-- Begin TASK MATERIAL --
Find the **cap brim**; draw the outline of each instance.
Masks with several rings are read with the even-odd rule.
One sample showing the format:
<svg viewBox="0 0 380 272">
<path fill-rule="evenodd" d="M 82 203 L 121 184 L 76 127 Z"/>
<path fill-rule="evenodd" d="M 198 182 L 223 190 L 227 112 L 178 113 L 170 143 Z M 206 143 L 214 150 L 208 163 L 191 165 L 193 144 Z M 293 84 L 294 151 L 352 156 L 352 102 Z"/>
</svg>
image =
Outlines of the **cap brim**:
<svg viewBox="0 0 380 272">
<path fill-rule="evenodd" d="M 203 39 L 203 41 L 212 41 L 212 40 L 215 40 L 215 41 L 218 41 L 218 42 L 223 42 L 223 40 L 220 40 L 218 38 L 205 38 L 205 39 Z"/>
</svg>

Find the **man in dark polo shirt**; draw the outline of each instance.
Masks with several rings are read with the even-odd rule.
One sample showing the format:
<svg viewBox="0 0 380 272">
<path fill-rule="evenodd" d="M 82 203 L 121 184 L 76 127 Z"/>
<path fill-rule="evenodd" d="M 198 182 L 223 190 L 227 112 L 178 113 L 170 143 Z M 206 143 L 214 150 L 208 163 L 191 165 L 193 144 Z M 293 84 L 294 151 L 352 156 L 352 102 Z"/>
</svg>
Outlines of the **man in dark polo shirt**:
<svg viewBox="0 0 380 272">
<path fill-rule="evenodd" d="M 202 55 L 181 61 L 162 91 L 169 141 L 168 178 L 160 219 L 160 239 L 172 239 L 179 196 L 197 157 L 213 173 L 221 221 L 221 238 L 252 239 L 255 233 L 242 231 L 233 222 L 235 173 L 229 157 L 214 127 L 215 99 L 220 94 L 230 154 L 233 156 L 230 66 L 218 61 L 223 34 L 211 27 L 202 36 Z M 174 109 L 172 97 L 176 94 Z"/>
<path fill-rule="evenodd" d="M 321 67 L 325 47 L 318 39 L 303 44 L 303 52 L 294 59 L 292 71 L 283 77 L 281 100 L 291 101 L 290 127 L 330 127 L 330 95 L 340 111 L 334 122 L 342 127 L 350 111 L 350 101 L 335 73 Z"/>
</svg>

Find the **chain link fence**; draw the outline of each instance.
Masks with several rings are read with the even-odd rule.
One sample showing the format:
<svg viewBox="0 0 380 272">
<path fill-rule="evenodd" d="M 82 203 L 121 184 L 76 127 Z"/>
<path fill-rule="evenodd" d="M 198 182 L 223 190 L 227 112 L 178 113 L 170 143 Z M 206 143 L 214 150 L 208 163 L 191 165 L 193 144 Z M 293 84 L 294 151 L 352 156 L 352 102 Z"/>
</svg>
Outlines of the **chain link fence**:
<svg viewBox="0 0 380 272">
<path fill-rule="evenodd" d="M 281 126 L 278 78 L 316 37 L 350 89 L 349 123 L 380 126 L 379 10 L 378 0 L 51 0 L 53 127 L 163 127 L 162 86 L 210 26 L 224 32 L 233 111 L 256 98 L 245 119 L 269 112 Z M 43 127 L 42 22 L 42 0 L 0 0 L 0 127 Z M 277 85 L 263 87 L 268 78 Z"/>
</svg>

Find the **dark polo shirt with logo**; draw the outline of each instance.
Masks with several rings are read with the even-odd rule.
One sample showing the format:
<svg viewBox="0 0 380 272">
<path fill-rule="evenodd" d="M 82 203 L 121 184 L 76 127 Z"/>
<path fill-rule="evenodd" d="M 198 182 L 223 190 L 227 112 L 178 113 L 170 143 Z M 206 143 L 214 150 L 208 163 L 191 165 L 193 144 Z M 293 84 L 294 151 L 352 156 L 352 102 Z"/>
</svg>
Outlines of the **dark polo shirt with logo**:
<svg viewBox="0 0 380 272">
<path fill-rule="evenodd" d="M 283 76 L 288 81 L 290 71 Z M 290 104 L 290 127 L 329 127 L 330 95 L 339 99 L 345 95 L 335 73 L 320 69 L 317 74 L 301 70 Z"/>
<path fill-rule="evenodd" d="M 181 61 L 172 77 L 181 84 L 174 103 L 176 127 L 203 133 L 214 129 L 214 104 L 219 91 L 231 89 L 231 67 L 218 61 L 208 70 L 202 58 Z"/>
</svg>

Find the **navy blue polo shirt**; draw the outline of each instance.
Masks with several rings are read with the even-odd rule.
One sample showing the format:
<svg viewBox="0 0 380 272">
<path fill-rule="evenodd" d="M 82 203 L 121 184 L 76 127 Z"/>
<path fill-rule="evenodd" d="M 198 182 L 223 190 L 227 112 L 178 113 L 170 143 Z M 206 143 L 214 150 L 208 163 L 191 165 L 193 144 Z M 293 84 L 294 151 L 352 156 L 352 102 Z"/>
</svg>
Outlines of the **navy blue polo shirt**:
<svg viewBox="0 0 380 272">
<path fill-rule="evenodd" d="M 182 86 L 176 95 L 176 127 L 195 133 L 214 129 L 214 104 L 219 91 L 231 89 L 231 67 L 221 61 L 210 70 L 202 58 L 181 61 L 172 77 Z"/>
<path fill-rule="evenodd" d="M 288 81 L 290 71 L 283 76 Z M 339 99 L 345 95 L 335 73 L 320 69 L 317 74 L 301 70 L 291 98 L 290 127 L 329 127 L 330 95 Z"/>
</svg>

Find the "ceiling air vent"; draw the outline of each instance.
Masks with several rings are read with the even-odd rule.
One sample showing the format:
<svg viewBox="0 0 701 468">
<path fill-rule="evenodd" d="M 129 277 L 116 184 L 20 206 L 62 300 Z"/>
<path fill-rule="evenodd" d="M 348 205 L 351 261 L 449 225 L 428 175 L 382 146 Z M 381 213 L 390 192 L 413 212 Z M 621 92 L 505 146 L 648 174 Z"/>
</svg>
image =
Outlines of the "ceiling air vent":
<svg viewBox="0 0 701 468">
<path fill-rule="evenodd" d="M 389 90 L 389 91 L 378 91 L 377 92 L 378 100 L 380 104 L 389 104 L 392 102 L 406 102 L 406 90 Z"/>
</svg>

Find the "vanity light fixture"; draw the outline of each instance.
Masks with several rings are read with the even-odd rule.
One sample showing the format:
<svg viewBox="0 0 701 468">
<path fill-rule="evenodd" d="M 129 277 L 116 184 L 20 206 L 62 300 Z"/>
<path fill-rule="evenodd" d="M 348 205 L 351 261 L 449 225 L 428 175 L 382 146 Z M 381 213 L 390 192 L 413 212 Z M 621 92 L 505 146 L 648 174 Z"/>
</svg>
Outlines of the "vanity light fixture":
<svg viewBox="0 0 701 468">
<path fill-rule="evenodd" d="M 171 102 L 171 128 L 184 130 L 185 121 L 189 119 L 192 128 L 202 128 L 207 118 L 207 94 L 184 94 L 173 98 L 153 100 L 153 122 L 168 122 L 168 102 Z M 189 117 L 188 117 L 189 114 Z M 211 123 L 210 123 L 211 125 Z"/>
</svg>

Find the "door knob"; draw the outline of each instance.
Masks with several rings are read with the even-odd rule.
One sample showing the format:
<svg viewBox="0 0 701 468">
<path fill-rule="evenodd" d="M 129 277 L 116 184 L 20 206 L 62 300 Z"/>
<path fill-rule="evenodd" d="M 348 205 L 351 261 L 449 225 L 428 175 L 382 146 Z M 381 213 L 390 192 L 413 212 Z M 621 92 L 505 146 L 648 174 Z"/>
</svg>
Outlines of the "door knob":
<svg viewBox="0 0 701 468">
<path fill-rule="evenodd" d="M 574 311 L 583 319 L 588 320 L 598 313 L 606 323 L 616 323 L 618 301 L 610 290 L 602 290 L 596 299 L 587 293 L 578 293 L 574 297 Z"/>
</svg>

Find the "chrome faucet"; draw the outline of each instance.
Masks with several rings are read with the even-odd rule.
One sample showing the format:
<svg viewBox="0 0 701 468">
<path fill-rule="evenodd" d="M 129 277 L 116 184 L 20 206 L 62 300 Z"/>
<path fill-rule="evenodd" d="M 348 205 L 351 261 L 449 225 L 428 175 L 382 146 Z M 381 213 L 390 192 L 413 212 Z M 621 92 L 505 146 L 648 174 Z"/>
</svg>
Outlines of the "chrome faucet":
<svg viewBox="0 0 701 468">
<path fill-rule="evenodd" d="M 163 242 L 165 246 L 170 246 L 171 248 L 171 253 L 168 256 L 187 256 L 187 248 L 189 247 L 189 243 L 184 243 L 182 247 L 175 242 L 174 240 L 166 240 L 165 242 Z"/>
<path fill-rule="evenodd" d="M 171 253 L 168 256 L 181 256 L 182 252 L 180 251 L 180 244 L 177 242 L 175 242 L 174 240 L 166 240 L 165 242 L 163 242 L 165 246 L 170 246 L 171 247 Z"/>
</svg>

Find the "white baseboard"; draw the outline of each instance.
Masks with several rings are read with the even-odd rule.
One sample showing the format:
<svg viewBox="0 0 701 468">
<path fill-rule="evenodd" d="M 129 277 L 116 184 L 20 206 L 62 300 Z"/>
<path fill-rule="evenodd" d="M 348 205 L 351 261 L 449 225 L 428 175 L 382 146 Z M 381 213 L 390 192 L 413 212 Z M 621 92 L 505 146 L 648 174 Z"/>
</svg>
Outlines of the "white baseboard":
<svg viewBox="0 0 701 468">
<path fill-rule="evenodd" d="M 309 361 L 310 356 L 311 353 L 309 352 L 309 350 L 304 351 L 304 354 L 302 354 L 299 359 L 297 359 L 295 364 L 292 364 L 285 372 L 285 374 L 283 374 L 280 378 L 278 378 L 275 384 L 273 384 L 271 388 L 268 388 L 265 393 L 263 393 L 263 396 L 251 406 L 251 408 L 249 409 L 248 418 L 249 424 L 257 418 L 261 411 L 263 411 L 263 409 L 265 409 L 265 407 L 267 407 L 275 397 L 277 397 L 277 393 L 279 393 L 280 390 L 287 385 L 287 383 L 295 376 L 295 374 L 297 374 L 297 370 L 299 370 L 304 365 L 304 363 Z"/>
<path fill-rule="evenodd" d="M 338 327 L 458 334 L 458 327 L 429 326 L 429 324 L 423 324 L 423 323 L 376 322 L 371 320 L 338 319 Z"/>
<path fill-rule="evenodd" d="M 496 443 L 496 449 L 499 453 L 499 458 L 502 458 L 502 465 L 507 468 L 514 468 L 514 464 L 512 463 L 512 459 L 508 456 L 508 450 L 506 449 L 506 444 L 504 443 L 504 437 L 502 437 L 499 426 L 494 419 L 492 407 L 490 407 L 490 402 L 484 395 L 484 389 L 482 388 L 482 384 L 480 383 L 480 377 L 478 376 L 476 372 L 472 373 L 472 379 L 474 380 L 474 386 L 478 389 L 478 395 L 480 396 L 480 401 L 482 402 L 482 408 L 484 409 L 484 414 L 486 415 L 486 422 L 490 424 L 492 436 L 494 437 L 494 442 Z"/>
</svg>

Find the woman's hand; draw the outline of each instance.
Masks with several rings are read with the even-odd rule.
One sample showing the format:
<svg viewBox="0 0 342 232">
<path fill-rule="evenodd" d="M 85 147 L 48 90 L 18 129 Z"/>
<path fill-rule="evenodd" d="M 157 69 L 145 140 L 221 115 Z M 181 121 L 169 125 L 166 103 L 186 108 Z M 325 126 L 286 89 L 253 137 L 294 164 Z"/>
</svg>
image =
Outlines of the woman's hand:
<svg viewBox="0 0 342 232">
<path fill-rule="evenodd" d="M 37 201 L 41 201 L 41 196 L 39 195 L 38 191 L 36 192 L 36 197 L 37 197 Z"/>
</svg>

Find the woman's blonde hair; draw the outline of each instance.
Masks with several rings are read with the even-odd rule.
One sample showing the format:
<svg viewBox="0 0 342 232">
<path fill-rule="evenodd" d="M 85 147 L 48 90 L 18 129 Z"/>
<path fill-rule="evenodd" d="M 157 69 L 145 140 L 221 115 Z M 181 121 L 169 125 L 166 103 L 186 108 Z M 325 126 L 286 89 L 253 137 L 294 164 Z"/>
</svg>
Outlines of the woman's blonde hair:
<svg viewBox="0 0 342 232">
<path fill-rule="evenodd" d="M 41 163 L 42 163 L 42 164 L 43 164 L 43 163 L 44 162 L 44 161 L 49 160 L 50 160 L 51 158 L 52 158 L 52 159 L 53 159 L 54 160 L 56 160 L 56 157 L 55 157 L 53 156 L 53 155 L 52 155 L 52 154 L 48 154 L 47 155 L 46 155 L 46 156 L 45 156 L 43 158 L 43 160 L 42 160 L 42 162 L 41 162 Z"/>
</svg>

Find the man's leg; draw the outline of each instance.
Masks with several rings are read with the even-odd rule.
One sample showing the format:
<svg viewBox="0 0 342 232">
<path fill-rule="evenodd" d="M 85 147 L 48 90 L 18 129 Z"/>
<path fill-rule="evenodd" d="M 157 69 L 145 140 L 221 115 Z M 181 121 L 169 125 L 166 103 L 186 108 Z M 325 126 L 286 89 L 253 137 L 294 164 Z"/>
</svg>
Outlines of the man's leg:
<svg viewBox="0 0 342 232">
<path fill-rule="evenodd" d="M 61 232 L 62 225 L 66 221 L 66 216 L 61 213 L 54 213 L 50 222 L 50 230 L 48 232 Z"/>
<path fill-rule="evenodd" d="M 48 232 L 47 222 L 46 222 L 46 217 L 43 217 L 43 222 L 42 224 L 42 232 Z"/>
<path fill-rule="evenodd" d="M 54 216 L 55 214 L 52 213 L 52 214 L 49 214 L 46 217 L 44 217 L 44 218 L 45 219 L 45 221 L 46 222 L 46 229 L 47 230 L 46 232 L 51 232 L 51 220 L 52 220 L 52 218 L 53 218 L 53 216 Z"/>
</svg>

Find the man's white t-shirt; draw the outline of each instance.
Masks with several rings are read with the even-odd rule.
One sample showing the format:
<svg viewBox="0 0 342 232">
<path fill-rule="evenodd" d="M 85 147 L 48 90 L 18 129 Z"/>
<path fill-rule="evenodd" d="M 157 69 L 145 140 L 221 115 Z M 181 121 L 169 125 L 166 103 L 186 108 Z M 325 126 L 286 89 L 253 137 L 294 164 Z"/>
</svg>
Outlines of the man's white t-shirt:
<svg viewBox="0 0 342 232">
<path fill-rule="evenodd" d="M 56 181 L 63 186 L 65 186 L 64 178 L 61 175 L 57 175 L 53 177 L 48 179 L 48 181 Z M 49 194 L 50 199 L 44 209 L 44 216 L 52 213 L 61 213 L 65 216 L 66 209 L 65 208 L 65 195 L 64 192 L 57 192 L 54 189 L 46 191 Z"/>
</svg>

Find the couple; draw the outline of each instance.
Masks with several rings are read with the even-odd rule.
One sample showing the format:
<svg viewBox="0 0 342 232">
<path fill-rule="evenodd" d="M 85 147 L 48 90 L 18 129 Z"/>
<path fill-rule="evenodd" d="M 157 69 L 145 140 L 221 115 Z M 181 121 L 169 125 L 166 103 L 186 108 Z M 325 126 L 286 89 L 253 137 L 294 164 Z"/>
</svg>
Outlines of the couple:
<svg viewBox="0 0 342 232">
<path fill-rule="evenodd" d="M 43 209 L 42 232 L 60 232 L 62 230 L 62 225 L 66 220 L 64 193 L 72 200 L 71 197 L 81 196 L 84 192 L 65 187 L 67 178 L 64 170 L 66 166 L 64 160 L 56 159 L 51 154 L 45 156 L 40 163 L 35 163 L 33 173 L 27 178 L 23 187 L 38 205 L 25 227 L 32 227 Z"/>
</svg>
-- End TASK MATERIAL --
• [TO BE DONE]: Extract every line of the data above that contains the string "faucet".

• [TASK SOLUTION]:
Find the "chrome faucet"; draw the outline of each instance.
Outlines of the "chrome faucet":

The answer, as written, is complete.